▶ _Set tasks_:
1. List every calendar date that appears in the news release on AER's acquisition of BSCG.
2. Reproduce the passage of the news release on the BSCG acquisition that opens with "BSCG is a non-reporting" and closes with "of the Acquisition.", swapping "Eastern Europe" for "the Balkans".
3. Continue the news release on AER's acquisition of BSCG from its final sentence.

VANCOUVER, Dec. 3, 2015 /CNW/ – Alternative Earth Resources Inc. (“AER”) (TSX.V: AER) is pleased to announce that it has signed a definitive and binding Share Exchange Agreement dated December 2, 2015, among AER, Black Sea Copper & Gold Corp. (“BSCG“) and all of the securityholders of BSCG (the “Agreement“), whereby AER shall acquire all of the outstanding securities of BSCG (the “Acquisition“). The Acquisition is expected to close on or before December 18, 2015. Refer to the News Release dated October 20, 2015 for details.
BSCG is a non-reporting British Columbia corporation that holds interests in various mineral properties located in Eastern Europe. The principal property of BSCG is an option to acquire 100% of the Alankoy copper-gold project located in Turkey (the “Alankoy Project“). A director of AER serves as the CFO and is a minor shareholder of BSCG, therefore at the outset of this matter AER formed a special committee of disinterested directors to deal with all aspects of the Acquisition.
Under the Agreement, AER will acquire the all of the common shares of BSCG in exchange for the issuance to the thirty-seven shareholders of BSCG of a total of 32,912,115 common shares in the capital of AER, based upon an exchange ratio of 1.7 shares of AER for each share of BSCG (the “Exchange Ratio“). The Exchange Ratio was determined after completion of AER’s due diligence review of BSCG, and is supported by a fairness opinion prepared by a qualified independent consultant. AER will also acquire all outstanding convertible securities of BSCG (options, warrants and convertible debt) in exchange for the issue of replacement securities by AER based upon the Exchange Ratio.
Concurrently with the acquisition of BSCG, AER will complete a non-brokered private placement of 8,000,000 units at a price of $0.06 per unit, with each unit consisting of one (1) common share, and one (1) warrant to purchase an additional common share exercisable for two (2) years at a price of $0.115 per share, to raise gross proceeds of $480,000 (the “Financing“). AER will, in appropriate circumstances, pay finder’s fees (10% cash and 10% warrants) in connection with the Financing. The Financing has been fully subscribed.

▶ _Raw records_:
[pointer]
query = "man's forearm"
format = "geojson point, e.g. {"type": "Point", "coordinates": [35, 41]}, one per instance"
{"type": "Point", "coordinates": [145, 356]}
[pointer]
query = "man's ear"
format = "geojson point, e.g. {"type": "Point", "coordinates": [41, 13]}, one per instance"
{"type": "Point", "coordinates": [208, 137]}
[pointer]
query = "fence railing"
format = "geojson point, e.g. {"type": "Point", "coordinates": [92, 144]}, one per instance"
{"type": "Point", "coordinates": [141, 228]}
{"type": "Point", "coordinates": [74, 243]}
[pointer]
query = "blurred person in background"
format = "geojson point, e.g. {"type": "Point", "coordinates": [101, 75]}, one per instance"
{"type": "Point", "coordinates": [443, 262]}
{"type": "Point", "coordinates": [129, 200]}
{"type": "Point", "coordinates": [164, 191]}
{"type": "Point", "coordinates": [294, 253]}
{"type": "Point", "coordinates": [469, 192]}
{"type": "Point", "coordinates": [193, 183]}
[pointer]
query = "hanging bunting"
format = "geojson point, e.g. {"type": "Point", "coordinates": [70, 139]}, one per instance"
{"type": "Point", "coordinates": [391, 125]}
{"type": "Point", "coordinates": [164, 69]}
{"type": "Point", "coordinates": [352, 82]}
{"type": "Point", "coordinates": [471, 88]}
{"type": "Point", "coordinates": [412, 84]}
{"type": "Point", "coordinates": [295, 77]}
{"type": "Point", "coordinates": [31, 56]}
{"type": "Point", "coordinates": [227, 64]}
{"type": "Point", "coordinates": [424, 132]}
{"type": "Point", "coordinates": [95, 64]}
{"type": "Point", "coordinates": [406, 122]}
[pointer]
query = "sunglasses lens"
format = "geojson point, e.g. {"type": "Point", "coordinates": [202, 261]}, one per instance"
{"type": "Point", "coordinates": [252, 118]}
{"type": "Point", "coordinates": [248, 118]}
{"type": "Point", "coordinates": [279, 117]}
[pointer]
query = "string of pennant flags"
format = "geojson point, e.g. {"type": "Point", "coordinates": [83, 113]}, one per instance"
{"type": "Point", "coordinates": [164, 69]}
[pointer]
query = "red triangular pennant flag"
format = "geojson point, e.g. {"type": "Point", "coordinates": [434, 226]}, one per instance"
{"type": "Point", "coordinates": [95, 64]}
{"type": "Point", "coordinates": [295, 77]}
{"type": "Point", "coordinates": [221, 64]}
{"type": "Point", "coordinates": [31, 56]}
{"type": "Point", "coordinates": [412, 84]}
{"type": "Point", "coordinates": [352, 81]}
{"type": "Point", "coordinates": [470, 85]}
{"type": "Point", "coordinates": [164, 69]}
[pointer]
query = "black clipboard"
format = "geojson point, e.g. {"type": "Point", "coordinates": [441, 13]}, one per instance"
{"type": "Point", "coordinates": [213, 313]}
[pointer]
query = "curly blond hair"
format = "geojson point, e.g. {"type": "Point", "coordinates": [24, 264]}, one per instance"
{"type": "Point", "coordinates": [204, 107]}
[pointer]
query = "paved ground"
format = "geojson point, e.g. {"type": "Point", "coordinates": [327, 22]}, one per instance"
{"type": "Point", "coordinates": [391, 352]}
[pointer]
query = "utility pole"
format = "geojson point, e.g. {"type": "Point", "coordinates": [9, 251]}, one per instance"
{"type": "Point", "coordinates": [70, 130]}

▶ _Task answers_:
1.
Dec. 3, 2015
December 2, 2015
December 18, 2015
October 20, 2015

2.
BSCG is a non-reporting British Columbia corporation that holds interests in various mineral properties located in the Balkans. The principal property of BSCG is an option to acquire 100% of the Alankoy copper-gold project located in Turkey (the “Alankoy Project“). A director of AER serves as the CFO and is a minor shareholder of BSCG, therefore at the outset of this matter AER formed a special committee of disinterested directors to deal with all aspects of the Acquisition.

3.
Pending completion of the Acquisition, AER has agreed to loan BSCG the sum of $100,000, which shall be applied to an option payment on the Alankoy Project and costs related to the technical report and title opinion. The loan shall accrue interest at a rate of 10% per annum and is repayable in three (3) months with a $10,000 bonus payment.
After completion of the Acquisition and the Financing, AER will have approximately 66 M shares outstanding (87 M fully diluted) and the directors and officers of AER will be reconstituted to consist of four (4) directors, with two (2) nominees from each of AER and BSCG. The Acquisition and the Financing will not result in a change of control of AER.
AER has obtained conditional acceptance from the TSX Venture Exchange (the “Exchange“) for both the Acquisition and the Financing. An NI 43-101 compliant technical report on the Alankoy Project, and a title opinion on the Alankoy Project are currently being reviewed by the Exchange.
AER has formally opposed the claim brought by Jaguar Financial Corporation in its petition to the British Columbia Supreme Court, and its legal representatives shall appear at a hearing on December 4, 2015, to oppose the relief sought. Refer to the News Release dated November 26, 2015 for details.
In addition, and subject to receipt of applicable regulatory approvals, AER plans to complete up to a 2:1 share consolidation following completion of the Acquisition. The 2015 annual general meeting of shareholders of AER was deferred, with an extension from the British Columbia Registrar of Companies, until early 2016, pending completion of due diligence on BSCG. AER has convened an annual and special meeting of shareholders of AER in order to elect directors, consider the share consolidation and ratify the existing shareholder rights plan, which will be held on February 26, 2016.
Further information concerning the progress of the Acquisition and the Financing will be disclosed in due course. Take note that the Acquisition contemplated by the Agreement is subject to numerous conditions, and there is no certainty that will be completed on the schedule, or in accordance with the terms described in this News Release, or at all. Accordingly, investors should use caution when trading in the securities of AER.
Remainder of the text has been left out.